→ **TEXT UNDER STUDY**
Greg Clark’s not gonna like this:

Poor and war-torn, Sudan might be the last place you
would expect to find an experiment in cutting-edge fertility
treatments. But by the end of October, a clinic at the University of
Khartoum plans to offer in vitro fertilisation to couples for less than
$300, a fraction of its cost in the west.

The clinic is one of three funded by the Low Cost IVF Foundation (LCIF) of Massagno, Switzerland, the brainchild of IVF pioneer Alan Trounson,
who is now president of the California Institute for Regenerative
Medicine…

Meanwhile a task force set up by the European Society of Human Reproduction and Embryology
(ESHRE) is also set to make IVF affordable for African couples, by
vastly simplifying conventional IVF technologies. By the end of the
year it plans to begin offering IVF at clinics in Cairo and Alexandria,
in Egypt, for around $360.

A cycle of IVF costs about $12,000 in the U.S.  How do these guys propose to cut the cost to $300?

“Most of what we do in the western world is overkill,” says Jonathan Van Blerkom
of the University of Colorado at Boulder, a member of the ESHRE team…

[…]

For example, to stimulate egg production, many
clinics in the west prescribe genetically engineered or “recombinant”

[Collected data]
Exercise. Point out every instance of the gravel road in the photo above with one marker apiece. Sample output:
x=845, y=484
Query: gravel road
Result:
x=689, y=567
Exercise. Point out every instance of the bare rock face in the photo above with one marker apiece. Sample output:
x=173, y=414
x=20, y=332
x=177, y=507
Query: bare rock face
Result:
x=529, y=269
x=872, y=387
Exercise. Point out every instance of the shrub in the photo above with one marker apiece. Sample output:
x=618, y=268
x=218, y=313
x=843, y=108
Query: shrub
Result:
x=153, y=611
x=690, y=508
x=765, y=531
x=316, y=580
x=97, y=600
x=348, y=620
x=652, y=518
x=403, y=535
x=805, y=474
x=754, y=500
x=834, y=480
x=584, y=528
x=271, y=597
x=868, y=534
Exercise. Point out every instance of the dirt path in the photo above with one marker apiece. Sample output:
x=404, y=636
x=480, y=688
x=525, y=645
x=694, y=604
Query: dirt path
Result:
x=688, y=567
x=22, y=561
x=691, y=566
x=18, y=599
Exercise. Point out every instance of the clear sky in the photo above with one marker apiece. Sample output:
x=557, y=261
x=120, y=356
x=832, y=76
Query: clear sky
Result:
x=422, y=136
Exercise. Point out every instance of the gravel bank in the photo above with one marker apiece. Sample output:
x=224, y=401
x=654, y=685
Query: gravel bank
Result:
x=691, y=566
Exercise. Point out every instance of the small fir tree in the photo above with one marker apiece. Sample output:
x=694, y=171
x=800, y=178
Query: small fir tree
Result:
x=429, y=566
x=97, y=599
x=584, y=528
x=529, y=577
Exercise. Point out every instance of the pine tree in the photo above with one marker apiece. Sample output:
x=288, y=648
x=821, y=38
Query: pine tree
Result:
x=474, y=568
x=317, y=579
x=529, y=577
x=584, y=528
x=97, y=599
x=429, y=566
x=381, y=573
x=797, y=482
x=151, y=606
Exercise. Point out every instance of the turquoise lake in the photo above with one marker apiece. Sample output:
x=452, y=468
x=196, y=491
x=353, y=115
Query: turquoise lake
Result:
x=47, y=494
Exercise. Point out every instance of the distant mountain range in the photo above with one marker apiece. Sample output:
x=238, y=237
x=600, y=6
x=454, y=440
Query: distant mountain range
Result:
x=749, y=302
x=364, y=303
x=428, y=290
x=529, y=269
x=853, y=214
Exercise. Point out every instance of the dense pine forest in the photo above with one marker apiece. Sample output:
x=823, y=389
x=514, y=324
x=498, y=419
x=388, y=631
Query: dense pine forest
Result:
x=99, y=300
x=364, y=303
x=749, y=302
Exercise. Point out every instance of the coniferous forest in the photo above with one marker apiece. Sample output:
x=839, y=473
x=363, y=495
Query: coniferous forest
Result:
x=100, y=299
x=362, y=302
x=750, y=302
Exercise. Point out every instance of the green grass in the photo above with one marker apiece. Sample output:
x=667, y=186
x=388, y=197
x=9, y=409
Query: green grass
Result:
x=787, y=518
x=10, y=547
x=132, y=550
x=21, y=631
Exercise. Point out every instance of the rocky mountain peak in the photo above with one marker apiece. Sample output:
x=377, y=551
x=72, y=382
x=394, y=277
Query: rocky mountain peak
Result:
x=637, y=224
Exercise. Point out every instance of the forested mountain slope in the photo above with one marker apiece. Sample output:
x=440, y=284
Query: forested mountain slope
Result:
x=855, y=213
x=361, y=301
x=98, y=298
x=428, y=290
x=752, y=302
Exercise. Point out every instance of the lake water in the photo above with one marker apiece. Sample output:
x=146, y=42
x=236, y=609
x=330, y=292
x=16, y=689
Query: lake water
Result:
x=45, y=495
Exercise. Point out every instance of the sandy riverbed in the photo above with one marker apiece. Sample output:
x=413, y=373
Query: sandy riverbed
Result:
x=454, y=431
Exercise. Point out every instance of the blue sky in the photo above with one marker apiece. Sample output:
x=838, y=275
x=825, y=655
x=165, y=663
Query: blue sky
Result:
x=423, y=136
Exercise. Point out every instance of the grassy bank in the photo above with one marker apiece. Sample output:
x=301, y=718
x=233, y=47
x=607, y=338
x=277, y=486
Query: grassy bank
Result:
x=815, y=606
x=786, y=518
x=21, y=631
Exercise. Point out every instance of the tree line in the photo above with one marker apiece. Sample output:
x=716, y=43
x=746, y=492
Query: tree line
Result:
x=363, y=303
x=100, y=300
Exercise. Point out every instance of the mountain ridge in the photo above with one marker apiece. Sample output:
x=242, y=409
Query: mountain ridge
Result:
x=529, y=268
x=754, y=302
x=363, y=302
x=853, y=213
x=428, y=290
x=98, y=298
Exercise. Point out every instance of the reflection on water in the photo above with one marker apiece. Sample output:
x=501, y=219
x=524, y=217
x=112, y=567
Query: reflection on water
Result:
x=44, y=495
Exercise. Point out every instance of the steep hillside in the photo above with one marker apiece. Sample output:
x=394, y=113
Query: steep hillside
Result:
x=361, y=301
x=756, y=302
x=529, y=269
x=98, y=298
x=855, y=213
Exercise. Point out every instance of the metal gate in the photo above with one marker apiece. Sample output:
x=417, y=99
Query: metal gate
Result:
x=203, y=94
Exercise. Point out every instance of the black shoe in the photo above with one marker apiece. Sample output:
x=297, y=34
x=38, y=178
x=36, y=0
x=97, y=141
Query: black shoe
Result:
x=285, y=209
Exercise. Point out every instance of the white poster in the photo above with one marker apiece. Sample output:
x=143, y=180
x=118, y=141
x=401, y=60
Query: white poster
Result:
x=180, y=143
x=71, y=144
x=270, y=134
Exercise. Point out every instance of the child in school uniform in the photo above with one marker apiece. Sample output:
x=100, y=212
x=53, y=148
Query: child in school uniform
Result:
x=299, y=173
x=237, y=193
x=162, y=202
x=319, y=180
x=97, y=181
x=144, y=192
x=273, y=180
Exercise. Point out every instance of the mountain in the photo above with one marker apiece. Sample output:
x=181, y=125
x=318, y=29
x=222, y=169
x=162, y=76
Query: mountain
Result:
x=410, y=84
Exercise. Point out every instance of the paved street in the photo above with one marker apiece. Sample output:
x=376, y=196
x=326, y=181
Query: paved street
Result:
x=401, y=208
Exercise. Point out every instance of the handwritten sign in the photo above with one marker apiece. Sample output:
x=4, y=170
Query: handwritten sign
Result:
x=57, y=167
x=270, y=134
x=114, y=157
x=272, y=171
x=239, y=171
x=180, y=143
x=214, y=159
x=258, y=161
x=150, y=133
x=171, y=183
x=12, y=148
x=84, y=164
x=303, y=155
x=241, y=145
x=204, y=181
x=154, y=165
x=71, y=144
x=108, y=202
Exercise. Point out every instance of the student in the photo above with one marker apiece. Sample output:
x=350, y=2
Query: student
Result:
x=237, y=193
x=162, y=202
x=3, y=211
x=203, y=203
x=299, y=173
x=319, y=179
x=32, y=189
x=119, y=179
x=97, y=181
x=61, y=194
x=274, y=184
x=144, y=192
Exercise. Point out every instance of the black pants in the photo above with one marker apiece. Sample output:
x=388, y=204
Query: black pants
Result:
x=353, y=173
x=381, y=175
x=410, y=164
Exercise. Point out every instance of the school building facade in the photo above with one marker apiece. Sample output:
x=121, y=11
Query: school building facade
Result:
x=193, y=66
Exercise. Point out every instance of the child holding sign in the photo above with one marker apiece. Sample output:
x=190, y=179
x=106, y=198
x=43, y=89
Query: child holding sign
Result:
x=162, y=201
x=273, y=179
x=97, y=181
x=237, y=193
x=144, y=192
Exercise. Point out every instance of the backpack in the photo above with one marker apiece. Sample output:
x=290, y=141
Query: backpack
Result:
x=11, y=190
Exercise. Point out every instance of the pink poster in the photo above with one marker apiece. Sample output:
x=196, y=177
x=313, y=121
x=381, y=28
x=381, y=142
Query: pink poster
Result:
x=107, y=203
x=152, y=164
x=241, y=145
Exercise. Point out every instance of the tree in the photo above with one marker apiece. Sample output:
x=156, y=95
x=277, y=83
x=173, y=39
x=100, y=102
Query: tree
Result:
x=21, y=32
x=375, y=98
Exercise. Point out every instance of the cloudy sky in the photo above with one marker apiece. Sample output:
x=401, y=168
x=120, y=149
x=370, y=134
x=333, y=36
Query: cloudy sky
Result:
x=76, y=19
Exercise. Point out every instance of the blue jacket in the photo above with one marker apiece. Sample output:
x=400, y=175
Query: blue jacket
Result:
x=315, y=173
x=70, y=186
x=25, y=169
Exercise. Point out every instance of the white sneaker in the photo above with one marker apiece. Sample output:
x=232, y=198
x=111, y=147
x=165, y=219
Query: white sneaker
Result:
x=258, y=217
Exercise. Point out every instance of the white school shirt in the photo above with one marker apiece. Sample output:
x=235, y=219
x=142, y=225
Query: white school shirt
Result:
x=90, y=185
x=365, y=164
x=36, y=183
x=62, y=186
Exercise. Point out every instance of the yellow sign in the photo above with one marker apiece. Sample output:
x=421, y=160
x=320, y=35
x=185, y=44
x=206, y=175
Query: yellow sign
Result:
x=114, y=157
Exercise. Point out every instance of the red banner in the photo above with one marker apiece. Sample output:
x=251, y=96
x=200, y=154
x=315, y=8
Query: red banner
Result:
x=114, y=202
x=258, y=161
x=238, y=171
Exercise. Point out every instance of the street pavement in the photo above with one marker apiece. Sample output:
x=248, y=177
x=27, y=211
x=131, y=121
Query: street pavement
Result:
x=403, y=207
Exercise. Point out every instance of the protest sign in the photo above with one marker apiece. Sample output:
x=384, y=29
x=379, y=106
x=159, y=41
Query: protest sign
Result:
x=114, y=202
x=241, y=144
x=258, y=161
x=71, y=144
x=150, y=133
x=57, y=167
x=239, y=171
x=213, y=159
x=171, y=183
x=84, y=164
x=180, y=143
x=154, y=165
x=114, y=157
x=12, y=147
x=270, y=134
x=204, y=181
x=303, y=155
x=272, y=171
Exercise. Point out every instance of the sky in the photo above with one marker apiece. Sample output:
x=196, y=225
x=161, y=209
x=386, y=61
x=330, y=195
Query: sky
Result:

→ **PROMPT A**
Decide whether each statement agrees with the text on low-cost IVF. Give yes or no for each, supported by a quotation of the deciding words. (i) A clinic at the University of Khartoum plans to offer IVF for less than $300 by the end of October. (ii) The ESHRE task force plans to offer IVF in Cairo and Alexandria for around $500. (iii) Jonathan Van Blerkom is at the University of Colorado at Boulder.
→ **PROMPT B**
Write out the stretch of the text on low-cost IVF from "Meanwhile a task" through "for around $360.", word for word.
Answer from the text alone.

→ **EXERCISE OUTPUT A**
(i) Yes: "by the end of October, a clinic at the University of Khartoum plans to offer in vitro fertilisation to couples for less than $300"
(ii) No: "it plans to begin offering IVF at clinics in Cairo and Alexandria, in Egypt, for around $360"
(iii) Yes: "Jonathan Van Blerkom of the University of Colorado at Boulder"

→ **EXERCISE OUTPUT B**
Meanwhile a task force set up by the European Society of Human Reproduction and Embryology
(ESHRE) is also set to make IVF affordable for African couples, by
vastly simplifying conventional IVF technologies. By the end of the
year it plans to begin offering IVF at clinics in Cairo and Alexandria,
in Egypt, for around $360.